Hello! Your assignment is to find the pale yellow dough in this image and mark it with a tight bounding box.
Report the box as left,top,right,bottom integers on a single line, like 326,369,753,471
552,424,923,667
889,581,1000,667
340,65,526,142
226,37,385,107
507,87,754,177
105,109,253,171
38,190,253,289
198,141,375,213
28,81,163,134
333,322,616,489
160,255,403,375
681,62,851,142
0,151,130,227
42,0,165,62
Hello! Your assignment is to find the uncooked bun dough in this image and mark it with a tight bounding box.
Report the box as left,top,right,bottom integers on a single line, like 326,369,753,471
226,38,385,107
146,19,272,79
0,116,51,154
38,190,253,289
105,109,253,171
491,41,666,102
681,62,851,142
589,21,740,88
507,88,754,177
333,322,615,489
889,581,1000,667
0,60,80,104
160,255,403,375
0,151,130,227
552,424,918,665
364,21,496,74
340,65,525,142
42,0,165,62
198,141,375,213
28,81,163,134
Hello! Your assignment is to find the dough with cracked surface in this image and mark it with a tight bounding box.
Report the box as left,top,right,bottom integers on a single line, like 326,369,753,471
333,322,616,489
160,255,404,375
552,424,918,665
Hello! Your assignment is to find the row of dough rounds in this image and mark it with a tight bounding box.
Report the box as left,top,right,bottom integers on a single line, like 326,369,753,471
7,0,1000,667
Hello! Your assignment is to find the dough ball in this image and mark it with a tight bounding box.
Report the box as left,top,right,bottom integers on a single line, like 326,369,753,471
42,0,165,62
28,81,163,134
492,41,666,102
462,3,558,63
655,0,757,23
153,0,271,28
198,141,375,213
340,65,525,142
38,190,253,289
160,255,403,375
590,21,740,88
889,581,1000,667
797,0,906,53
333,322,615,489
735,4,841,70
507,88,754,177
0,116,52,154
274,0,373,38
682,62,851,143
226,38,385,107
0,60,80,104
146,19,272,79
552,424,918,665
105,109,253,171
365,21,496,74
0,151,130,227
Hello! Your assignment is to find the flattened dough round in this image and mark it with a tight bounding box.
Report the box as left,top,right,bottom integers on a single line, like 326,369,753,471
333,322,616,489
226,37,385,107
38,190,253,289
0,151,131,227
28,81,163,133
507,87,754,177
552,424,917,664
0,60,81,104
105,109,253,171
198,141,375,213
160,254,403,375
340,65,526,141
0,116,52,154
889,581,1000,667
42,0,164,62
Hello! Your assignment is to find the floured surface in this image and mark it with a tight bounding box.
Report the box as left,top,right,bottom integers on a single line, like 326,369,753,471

What this task involves:
Pull out each line of the items above that contains the word "Hello", treating uppercase and lowercase as different.

Finished answer:
Hello! Your assignment is to find the pale yellow dough in this image and mark it with a tight bounding box.
Hello! Your assignment is to find the uncooked bun dough in this image and mark it with a tight bounding box.
Hello! Your assignment is to find the dough with cracked surface in this image and mark it with a tight bounding box.
Hello! Your assignment is to find the row of dough rounds in this image and mark it with a tight bounding box.
Hello! Your assignment is to find the dough ball in this image and mark it with a tight bounding box.
Hello! Your assignment is to find the flattened dough round in this image and mark it with a tight bounding box.
Hello! Your assignment is to find the floured surface in this image and mark it with a tight bounding box.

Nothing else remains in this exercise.